- _Task directions_
Starting from the line containing "Point out the white multi-story", write out the rest of the entries exactly, through the final line, including nothing else.

--- Begin Record set ---

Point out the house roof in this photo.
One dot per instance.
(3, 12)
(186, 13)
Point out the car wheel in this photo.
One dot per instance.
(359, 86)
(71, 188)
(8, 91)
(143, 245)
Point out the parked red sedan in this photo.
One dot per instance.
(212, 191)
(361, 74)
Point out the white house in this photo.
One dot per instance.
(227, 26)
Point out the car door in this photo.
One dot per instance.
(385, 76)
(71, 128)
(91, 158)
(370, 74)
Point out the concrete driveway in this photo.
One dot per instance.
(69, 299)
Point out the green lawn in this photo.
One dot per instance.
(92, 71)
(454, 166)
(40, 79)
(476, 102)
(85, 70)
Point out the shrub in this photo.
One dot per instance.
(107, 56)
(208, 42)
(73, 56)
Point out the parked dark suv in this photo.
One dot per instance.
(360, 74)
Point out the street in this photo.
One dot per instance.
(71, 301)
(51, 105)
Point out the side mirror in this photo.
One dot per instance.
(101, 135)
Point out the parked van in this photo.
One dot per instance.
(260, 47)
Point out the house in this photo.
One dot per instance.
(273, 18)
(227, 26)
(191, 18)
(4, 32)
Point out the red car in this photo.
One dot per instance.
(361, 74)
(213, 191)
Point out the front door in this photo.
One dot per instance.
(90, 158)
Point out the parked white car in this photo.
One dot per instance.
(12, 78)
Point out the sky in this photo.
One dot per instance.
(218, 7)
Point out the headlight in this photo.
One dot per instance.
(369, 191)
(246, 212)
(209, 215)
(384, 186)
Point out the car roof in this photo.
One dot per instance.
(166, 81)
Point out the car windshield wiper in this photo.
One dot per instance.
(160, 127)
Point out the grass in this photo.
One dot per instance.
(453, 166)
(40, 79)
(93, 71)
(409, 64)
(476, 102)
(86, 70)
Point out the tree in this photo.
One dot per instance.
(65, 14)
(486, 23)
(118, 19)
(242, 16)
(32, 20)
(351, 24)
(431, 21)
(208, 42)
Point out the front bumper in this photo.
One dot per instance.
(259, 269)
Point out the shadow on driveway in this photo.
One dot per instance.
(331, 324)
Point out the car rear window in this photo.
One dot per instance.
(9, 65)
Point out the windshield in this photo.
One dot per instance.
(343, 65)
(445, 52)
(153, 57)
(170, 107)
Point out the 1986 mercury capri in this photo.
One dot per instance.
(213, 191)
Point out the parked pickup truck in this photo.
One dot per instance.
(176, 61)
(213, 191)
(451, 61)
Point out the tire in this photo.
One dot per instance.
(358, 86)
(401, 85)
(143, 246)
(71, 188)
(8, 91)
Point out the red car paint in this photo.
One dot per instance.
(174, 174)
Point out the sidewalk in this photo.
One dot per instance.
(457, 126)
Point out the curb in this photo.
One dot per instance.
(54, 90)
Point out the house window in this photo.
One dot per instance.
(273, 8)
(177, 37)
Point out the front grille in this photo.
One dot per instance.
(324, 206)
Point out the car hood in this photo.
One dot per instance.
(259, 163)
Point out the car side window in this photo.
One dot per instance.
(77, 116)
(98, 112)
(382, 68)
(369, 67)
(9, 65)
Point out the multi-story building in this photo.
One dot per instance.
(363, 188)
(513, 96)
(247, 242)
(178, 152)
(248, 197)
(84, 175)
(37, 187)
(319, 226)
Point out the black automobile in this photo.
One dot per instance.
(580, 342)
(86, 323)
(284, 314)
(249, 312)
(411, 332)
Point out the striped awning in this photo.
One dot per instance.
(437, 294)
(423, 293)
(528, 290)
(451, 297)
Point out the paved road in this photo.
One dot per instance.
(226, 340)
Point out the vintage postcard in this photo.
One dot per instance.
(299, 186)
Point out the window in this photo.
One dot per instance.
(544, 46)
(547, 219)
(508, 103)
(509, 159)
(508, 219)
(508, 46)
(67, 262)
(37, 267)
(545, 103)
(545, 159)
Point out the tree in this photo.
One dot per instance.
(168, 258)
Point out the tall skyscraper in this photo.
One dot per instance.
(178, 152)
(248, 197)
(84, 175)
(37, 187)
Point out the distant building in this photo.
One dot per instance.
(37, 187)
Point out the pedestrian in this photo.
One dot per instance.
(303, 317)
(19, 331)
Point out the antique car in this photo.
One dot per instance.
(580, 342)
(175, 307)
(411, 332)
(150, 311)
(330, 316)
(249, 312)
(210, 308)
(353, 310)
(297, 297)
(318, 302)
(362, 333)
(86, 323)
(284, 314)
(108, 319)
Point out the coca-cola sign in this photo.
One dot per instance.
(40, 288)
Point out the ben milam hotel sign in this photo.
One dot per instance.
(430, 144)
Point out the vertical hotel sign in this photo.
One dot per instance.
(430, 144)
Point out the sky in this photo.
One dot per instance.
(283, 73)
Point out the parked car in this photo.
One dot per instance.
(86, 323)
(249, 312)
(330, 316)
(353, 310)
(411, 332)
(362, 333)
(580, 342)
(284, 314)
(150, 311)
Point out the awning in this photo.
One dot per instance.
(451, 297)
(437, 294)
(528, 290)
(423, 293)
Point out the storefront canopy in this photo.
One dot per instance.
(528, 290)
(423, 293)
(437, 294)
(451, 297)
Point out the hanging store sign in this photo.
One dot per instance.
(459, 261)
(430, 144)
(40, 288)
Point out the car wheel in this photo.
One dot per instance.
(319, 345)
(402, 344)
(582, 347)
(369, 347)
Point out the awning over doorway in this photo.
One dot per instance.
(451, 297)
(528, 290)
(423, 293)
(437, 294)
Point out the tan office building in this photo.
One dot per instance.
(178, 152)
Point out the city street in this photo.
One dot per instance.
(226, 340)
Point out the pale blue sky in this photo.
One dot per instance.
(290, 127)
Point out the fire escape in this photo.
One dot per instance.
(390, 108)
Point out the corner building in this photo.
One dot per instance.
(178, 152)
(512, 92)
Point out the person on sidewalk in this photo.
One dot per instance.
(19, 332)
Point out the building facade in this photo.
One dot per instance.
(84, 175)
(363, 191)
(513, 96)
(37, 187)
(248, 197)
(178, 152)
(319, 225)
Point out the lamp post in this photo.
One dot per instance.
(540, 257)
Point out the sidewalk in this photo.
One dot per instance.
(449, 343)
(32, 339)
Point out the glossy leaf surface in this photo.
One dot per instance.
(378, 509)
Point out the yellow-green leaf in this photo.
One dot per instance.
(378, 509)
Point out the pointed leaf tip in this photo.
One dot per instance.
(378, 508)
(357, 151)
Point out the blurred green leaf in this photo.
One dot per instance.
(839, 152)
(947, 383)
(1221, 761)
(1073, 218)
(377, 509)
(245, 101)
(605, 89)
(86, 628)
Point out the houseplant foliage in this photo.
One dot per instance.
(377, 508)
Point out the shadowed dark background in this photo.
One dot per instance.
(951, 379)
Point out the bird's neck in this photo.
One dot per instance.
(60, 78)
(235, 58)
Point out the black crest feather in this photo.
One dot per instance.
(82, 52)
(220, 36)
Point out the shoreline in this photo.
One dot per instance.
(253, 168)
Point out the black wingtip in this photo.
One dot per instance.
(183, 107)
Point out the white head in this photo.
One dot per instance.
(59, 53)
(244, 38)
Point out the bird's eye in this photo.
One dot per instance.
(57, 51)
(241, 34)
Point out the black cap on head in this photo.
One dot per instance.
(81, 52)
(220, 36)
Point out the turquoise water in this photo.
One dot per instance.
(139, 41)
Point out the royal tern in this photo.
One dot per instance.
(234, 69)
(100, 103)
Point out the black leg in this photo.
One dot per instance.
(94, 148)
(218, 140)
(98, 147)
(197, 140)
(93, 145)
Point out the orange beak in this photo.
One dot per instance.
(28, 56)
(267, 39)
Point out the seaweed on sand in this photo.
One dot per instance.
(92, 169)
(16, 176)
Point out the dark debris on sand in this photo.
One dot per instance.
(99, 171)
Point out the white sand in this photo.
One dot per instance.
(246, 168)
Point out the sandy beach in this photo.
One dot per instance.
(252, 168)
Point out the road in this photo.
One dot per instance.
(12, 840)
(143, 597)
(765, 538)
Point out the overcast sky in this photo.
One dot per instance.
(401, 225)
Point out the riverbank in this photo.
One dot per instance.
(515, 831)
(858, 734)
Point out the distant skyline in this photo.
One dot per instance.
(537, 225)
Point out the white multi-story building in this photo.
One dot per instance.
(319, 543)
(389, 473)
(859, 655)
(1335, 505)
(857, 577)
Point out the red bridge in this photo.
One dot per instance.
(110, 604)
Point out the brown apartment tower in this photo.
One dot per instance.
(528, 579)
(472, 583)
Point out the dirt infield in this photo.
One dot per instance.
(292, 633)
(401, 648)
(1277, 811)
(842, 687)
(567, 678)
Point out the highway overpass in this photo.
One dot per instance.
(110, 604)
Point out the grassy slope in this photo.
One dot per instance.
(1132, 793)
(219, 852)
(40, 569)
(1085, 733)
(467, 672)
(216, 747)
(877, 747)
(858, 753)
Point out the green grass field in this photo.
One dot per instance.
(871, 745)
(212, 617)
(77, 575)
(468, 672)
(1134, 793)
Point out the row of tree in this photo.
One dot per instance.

--- End Record set ---

- _Response below_
Point out the white multi-story building in this photo.
One dot per instance.
(319, 543)
(389, 473)
(859, 655)
(1335, 505)
(857, 577)
Point out the red bridge in this photo.
One dot per instance.
(110, 604)
Point out the brown apartment tower in this photo.
One dot per instance.
(528, 579)
(472, 583)
Point out the dirt infield in this photo.
One dot per instance.
(292, 633)
(401, 648)
(1277, 811)
(842, 687)
(567, 678)
Point out the highway overpass in this photo.
One dot per instance.
(110, 604)
Point out the grassy slope in this photo.
One dot per instance.
(1132, 793)
(219, 852)
(40, 569)
(1085, 733)
(467, 672)
(216, 747)
(877, 747)
(858, 753)
Point out the green grass field in this photo.
One dot per instance.
(871, 745)
(212, 617)
(77, 575)
(468, 672)
(1134, 793)
Point out the row of tree in this photo.
One dot per instance.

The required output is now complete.